* _RECORD SET_
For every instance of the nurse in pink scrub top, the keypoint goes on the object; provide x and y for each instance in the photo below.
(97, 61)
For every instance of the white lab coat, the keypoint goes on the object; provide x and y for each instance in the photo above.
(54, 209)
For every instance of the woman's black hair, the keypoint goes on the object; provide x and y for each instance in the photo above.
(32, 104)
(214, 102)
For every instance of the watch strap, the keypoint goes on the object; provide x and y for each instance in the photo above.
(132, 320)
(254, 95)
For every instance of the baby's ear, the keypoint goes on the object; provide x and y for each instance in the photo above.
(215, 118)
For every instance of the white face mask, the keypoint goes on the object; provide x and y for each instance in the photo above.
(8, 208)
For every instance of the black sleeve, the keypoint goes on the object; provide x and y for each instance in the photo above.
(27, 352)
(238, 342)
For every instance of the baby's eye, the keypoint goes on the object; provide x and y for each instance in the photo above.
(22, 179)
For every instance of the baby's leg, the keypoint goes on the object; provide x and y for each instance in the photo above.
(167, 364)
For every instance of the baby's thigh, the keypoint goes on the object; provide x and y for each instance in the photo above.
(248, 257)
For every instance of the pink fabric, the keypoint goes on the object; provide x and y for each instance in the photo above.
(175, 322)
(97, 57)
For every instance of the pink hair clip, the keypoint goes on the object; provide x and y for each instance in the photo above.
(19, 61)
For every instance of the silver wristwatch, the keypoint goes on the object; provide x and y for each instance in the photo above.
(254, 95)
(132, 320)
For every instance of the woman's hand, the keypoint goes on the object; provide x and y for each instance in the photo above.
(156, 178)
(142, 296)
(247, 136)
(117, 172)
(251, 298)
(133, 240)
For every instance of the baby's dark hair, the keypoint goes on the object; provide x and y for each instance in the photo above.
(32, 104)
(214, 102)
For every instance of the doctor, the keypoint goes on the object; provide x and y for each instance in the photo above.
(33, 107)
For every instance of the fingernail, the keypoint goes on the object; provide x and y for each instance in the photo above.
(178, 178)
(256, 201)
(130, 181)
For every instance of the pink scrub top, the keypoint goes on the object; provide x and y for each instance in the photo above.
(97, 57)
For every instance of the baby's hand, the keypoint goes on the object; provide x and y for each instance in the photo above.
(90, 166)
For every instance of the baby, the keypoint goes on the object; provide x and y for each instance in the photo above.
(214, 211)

* _DIRECTIONS FOR THIS TASK_
Recast every line of the entries above as a Markdown table with two columns, Row and Line. Number the rows in order and skip any blank lines.

* _REPLY_
| Row | Line |
|---|---|
| 1 | For every instance of the nurse in pink scrub top, the keypoint goes on the object; provide x and y for each instance in the photo below. |
| 2 | (97, 61) |
| 3 | For every instance of the white lab coat, the keypoint goes on the object; provide x and y for each instance in the photo above. |
| 4 | (54, 209) |
| 5 | For every instance of the woman's black hair, the keypoint goes on the object; provide x and y for each instance in the photo above. |
| 6 | (32, 104) |
| 7 | (214, 102) |
| 8 | For every instance of the watch strap, the keypoint goes on the object; provide x and y for each instance in the photo above. |
| 9 | (132, 320) |
| 10 | (254, 95) |
| 11 | For every instance of the baby's ear, the keypoint goes on the object; provide x and y for each instance in the photo above. |
| 12 | (215, 118) |
| 13 | For every instance of the white face mask, the keypoint goes on the object; provide x and y for each instance in the photo above. |
| 14 | (8, 208) |
| 15 | For every instance of the black sleeve, the keypoint goes on the object; provide x and y for each instance in the photo above. |
| 16 | (27, 352) |
| 17 | (238, 342) |
| 18 | For every instance of the baby's eye, the keypoint goes on the object; provide x and y for each instance in the photo above. |
| 19 | (22, 179) |
| 20 | For every instance of the baby's leg, the keypoint goes on the object; provide x and y for each instance in the photo above. |
| 21 | (167, 364) |
| 22 | For every instance of the baby's thigh, the keypoint goes on the object; provide x and y for each instance in the photo above. |
| 23 | (248, 257) |
| 24 | For every instance of the pink fabric, the keypoint goes on the object; provide x and y for each instance in the photo above. |
| 25 | (175, 322) |
| 26 | (97, 57) |
| 27 | For every instance of the pink hair clip, the keypoint goes on the object; provide x and y for each instance in the photo above. |
| 28 | (19, 61) |
| 29 | For every instance of the silver wristwatch, the keypoint goes on the object; provide x and y for each instance in the photo above. |
| 30 | (254, 95) |
| 31 | (132, 320) |
| 32 | For every instance of the woman's hand, the keypoint goes on the object; provide x and y for each instance in the photo above. |
| 33 | (156, 178) |
| 34 | (142, 296) |
| 35 | (247, 136) |
| 36 | (117, 172) |
| 37 | (251, 298) |
| 38 | (133, 240) |
| 39 | For every instance of the baby's dark hair, the keypoint goes on the object; provide x and y for each instance in the photo above. |
| 40 | (32, 104) |
| 41 | (214, 102) |
| 42 | For every instance of the doctor, the keypoint goes on the object; provide x and y for each instance in the photo above. |
| 43 | (33, 107) |
| 44 | For every instance of the fingernail, the keypoint goes on the object; provide x and y for each instance in the photo above. |
| 45 | (178, 178) |
| 46 | (256, 201) |
| 47 | (130, 181) |
| 48 | For every instance of the pink scrub top, the keypoint goes on the object; provide x and y for each instance in the photo above. |
| 49 | (97, 57) |
| 50 | For every instance of the baby's hand, the keypoint goes on the object; provide x and y for each instance in the photo above. |
| 51 | (90, 166) |
| 52 | For every instance of the baby, the keypoint goes on the object; provide x and y for each instance in the photo above. |
| 53 | (214, 211) |